EXERCISE GOAL -> Copy every one of the rows below word for word.

SUPPLIED RECORDS ->
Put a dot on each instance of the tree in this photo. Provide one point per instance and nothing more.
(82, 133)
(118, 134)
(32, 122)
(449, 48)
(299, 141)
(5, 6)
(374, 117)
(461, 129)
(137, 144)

OUTPUT OF THE TASK ->
Put a dot on each instance of the tree in this photo. Provide one point per instance and nothing more.
(82, 133)
(118, 134)
(32, 122)
(449, 48)
(299, 141)
(5, 6)
(374, 117)
(461, 129)
(137, 144)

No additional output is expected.